[Location identification entries]
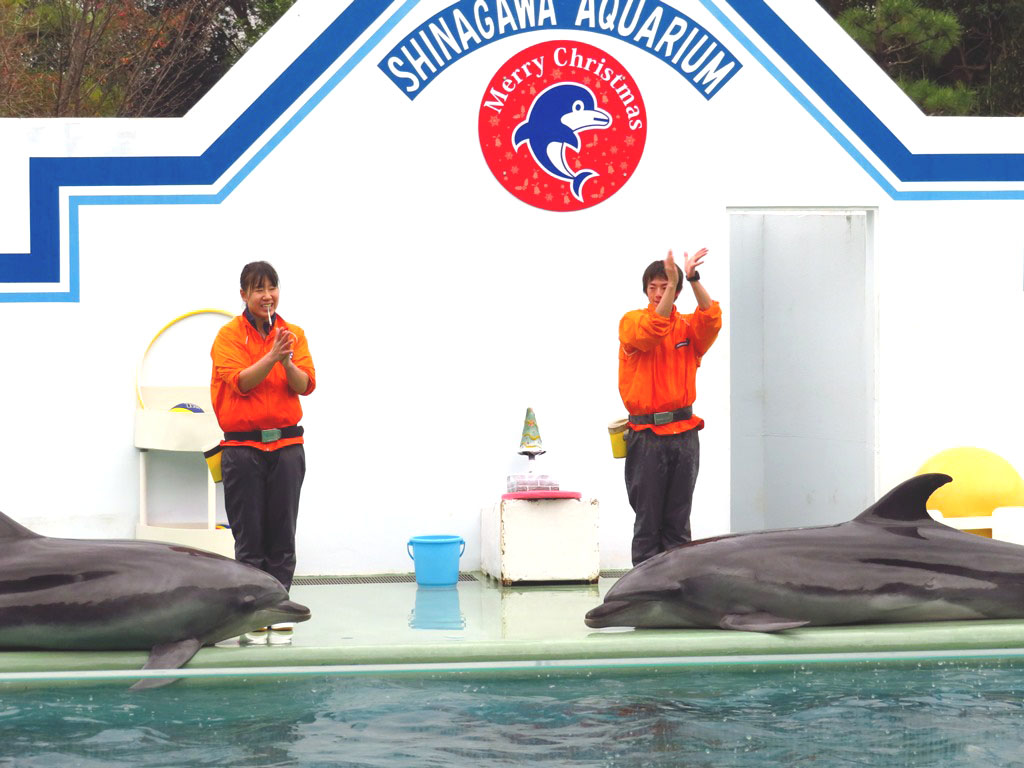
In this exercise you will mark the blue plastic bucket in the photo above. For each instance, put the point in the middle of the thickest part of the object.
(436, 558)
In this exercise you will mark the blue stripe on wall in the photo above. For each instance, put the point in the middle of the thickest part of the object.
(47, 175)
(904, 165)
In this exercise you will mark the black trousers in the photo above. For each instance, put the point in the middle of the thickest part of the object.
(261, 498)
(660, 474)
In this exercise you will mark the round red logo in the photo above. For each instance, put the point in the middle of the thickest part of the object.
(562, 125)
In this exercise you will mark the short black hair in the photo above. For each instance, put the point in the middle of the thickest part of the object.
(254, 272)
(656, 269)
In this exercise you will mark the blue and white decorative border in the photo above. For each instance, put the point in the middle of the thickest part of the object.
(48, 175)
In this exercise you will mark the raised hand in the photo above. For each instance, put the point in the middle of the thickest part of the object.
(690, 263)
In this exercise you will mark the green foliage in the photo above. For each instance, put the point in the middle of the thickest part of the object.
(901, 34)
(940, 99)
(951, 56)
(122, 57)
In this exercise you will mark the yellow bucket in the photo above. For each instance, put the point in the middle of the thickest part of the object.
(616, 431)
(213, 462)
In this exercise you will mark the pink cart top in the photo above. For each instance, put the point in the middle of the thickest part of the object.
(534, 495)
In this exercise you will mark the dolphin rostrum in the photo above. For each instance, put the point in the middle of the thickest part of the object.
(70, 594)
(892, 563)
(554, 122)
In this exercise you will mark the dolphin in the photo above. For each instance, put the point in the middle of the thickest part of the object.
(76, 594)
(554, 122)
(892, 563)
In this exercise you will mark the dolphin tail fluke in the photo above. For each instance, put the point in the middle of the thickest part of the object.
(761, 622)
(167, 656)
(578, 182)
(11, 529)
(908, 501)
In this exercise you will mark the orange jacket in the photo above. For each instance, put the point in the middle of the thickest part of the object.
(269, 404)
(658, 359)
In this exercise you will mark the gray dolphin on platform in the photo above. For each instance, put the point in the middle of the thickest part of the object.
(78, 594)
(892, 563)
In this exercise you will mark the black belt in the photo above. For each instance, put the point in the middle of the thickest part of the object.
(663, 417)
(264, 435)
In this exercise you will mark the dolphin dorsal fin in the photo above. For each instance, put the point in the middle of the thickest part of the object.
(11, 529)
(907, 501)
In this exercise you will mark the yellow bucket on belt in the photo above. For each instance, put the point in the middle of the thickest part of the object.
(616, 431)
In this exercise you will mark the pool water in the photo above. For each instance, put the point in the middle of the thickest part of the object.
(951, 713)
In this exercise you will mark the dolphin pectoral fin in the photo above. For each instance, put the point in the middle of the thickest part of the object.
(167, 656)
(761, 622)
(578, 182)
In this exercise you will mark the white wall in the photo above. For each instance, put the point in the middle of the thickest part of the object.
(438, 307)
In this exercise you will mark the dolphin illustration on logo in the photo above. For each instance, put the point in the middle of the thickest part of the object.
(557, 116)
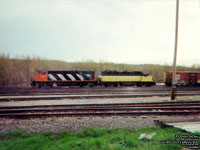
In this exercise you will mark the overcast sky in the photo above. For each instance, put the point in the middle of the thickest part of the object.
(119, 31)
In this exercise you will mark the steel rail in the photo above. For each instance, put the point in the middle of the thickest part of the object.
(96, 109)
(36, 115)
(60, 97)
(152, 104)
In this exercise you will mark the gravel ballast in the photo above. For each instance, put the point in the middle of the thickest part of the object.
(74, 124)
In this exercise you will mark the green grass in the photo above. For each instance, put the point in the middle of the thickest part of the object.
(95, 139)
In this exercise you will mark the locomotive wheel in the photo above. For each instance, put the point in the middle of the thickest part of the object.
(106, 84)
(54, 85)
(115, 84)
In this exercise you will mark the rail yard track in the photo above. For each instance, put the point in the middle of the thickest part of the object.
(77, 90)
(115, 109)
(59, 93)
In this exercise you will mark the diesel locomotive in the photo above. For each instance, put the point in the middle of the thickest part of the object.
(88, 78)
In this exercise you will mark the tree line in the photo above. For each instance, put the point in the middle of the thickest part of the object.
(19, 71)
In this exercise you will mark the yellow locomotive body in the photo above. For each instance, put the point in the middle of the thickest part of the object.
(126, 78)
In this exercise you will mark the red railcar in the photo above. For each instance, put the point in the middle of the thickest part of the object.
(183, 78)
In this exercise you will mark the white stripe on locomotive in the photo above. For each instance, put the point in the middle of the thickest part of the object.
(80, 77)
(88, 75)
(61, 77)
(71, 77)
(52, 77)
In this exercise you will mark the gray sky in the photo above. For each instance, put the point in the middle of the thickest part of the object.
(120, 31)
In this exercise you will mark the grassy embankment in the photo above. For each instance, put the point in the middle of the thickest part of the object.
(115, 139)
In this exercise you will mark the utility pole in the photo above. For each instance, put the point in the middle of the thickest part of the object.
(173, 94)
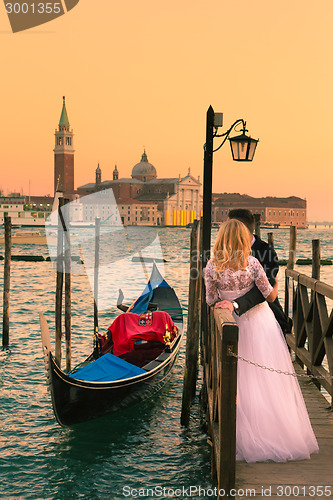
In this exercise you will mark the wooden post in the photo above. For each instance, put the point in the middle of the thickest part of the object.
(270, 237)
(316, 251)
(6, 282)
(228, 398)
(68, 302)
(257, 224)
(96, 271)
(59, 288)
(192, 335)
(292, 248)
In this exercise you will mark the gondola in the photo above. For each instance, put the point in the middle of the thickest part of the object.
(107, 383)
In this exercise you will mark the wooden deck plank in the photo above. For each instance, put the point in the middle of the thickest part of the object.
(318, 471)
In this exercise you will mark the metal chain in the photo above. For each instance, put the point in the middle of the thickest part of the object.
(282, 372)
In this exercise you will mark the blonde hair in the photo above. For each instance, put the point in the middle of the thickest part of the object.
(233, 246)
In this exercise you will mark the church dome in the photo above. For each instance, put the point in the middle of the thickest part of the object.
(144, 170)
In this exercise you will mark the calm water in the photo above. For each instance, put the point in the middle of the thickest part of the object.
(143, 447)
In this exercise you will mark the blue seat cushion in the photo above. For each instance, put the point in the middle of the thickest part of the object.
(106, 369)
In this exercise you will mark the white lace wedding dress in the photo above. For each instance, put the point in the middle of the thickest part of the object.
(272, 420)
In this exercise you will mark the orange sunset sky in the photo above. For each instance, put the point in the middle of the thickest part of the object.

THE EXERCISE
Reproduce the material above word for word, starting at the line containing "In this exercise you will mark the metal" and continuing through the end of the material, both ends included.

TASK RESPONSE
In this exercise you will mark the metal chain in the photo above. For each instance, put the point in the middle of the thickest part of the object.
(282, 372)
In this exercise you will mark the blonde hair in the photo above. For each instance, put the point in the middle of the thickest part of the object.
(233, 246)
In this exercise you will mark the church dome in the photo above. For each instance, put the point in the middle of the thickest part of the object.
(144, 170)
In this exercise you will mark the calm water in the photo above. For each instance, put the point in the middle of the thickest part of the object.
(143, 447)
In this exercise you will mark the blue seat cushion in the photo above. For each instance, put the point in the middle of the thickest part of the object.
(106, 369)
In this exercise you will mark the white lace wedding dress in the photo above. For each instance, put the point in the middle of the thickest part of the object.
(272, 420)
In this exercise you will mark the orange sunset sky in the photo above. For each instance, put the point in the middle of the thickest part of the object.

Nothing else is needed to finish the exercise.